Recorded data
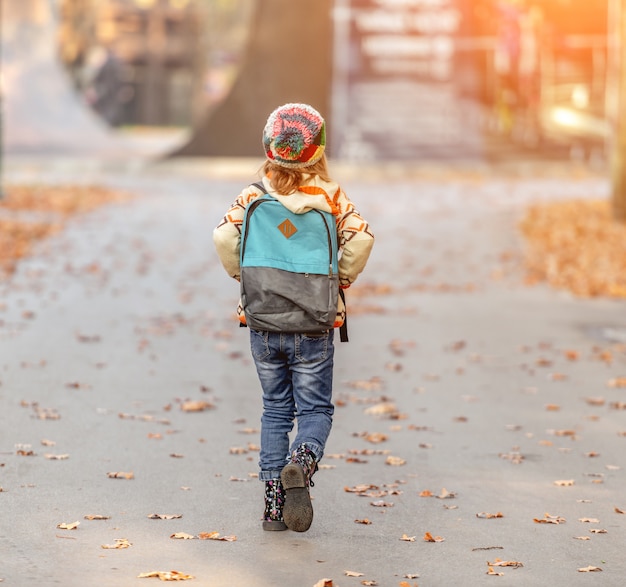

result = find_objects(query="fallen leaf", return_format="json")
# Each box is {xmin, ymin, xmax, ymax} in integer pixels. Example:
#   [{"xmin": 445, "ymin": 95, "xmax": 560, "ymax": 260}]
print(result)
[
  {"xmin": 344, "ymin": 571, "xmax": 365, "ymax": 577},
  {"xmin": 343, "ymin": 484, "xmax": 378, "ymax": 493},
  {"xmin": 100, "ymin": 538, "xmax": 132, "ymax": 550},
  {"xmin": 533, "ymin": 514, "xmax": 565, "ymax": 524},
  {"xmin": 487, "ymin": 558, "xmax": 524, "ymax": 569},
  {"xmin": 198, "ymin": 532, "xmax": 237, "ymax": 542},
  {"xmin": 363, "ymin": 432, "xmax": 389, "ymax": 444},
  {"xmin": 170, "ymin": 532, "xmax": 195, "ymax": 540},
  {"xmin": 520, "ymin": 198, "xmax": 626, "ymax": 298},
  {"xmin": 43, "ymin": 453, "xmax": 70, "ymax": 461},
  {"xmin": 424, "ymin": 532, "xmax": 445, "ymax": 542},
  {"xmin": 57, "ymin": 522, "xmax": 80, "ymax": 530},
  {"xmin": 436, "ymin": 487, "xmax": 456, "ymax": 499},
  {"xmin": 385, "ymin": 456, "xmax": 406, "ymax": 467},
  {"xmin": 107, "ymin": 471, "xmax": 135, "ymax": 479},
  {"xmin": 476, "ymin": 512, "xmax": 504, "ymax": 520},
  {"xmin": 137, "ymin": 571, "xmax": 195, "ymax": 581},
  {"xmin": 607, "ymin": 377, "xmax": 626, "ymax": 387},
  {"xmin": 180, "ymin": 400, "xmax": 215, "ymax": 412}
]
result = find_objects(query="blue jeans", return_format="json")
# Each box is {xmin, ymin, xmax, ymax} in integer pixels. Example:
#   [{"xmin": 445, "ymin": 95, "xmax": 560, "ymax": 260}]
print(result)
[{"xmin": 250, "ymin": 329, "xmax": 335, "ymax": 481}]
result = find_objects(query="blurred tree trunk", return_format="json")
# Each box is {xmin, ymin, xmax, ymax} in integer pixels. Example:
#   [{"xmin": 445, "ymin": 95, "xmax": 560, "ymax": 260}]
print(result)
[
  {"xmin": 607, "ymin": 0, "xmax": 626, "ymax": 223},
  {"xmin": 173, "ymin": 0, "xmax": 332, "ymax": 157}
]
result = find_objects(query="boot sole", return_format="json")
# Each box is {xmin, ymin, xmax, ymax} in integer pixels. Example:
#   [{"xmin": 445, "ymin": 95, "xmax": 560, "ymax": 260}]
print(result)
[
  {"xmin": 280, "ymin": 463, "xmax": 313, "ymax": 532},
  {"xmin": 263, "ymin": 520, "xmax": 287, "ymax": 532}
]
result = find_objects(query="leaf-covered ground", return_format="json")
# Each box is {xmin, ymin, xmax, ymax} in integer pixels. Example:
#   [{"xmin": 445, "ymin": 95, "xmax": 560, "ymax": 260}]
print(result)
[
  {"xmin": 521, "ymin": 200, "xmax": 626, "ymax": 298},
  {"xmin": 0, "ymin": 175, "xmax": 626, "ymax": 587},
  {"xmin": 0, "ymin": 185, "xmax": 128, "ymax": 277}
]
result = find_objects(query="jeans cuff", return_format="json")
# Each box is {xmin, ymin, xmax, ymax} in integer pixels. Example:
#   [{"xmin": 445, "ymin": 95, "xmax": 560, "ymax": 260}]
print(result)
[
  {"xmin": 292, "ymin": 440, "xmax": 324, "ymax": 462},
  {"xmin": 259, "ymin": 469, "xmax": 281, "ymax": 481}
]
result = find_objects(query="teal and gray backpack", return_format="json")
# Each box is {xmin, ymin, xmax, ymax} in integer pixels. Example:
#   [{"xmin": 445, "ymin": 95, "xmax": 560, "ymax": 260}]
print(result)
[{"xmin": 240, "ymin": 183, "xmax": 344, "ymax": 339}]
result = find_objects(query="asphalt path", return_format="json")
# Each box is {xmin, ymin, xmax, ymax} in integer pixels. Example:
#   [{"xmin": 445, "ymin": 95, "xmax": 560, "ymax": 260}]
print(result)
[{"xmin": 0, "ymin": 162, "xmax": 626, "ymax": 587}]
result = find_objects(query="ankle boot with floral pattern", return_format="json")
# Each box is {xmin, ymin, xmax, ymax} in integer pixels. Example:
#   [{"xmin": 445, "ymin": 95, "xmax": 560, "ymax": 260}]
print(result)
[
  {"xmin": 263, "ymin": 479, "xmax": 287, "ymax": 531},
  {"xmin": 280, "ymin": 444, "xmax": 317, "ymax": 532}
]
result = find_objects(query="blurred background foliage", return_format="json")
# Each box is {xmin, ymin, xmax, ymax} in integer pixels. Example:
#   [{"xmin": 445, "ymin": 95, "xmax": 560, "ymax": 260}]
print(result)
[{"xmin": 58, "ymin": 0, "xmax": 253, "ymax": 126}]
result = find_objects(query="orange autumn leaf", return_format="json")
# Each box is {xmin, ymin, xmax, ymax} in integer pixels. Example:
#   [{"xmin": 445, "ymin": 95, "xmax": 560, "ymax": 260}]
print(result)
[
  {"xmin": 57, "ymin": 522, "xmax": 80, "ymax": 530},
  {"xmin": 137, "ymin": 571, "xmax": 195, "ymax": 581},
  {"xmin": 487, "ymin": 558, "xmax": 524, "ymax": 569},
  {"xmin": 198, "ymin": 532, "xmax": 237, "ymax": 542},
  {"xmin": 107, "ymin": 471, "xmax": 135, "ymax": 480},
  {"xmin": 424, "ymin": 532, "xmax": 445, "ymax": 542},
  {"xmin": 533, "ymin": 514, "xmax": 565, "ymax": 524},
  {"xmin": 520, "ymin": 199, "xmax": 626, "ymax": 298},
  {"xmin": 100, "ymin": 538, "xmax": 132, "ymax": 550},
  {"xmin": 180, "ymin": 400, "xmax": 215, "ymax": 412}
]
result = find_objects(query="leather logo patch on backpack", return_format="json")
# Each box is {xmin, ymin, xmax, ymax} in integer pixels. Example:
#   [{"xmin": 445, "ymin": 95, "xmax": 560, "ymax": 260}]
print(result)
[{"xmin": 278, "ymin": 218, "xmax": 298, "ymax": 238}]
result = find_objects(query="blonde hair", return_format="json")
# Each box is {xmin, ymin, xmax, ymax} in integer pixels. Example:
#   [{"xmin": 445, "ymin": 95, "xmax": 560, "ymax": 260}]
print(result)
[{"xmin": 261, "ymin": 153, "xmax": 331, "ymax": 196}]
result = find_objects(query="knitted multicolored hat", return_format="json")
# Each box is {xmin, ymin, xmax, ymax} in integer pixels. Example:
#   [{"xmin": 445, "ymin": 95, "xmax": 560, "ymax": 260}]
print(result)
[{"xmin": 263, "ymin": 104, "xmax": 326, "ymax": 169}]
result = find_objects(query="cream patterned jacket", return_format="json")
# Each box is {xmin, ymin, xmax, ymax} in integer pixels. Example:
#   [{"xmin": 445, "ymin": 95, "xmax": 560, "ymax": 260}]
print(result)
[{"xmin": 213, "ymin": 175, "xmax": 374, "ymax": 328}]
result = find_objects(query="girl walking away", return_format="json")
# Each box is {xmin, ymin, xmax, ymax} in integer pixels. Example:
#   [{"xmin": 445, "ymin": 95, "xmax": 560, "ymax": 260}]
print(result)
[{"xmin": 213, "ymin": 104, "xmax": 374, "ymax": 532}]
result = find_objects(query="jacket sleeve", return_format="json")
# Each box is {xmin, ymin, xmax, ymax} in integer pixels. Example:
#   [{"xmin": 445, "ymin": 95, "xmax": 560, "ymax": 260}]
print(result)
[
  {"xmin": 213, "ymin": 187, "xmax": 261, "ymax": 281},
  {"xmin": 335, "ymin": 191, "xmax": 374, "ymax": 288}
]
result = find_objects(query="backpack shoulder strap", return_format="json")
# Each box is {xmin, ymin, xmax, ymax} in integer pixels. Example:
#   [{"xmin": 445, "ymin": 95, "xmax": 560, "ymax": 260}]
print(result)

• _Task instructions_
Pull out every line of the records above that contains the string "blurred". Case counts, so match only that exact capitalization.

• _Solution_
result = find_objects(query="blurred tree trunk", return_format="json")
result = find_objects(query="blurred background foliage", return_format="json")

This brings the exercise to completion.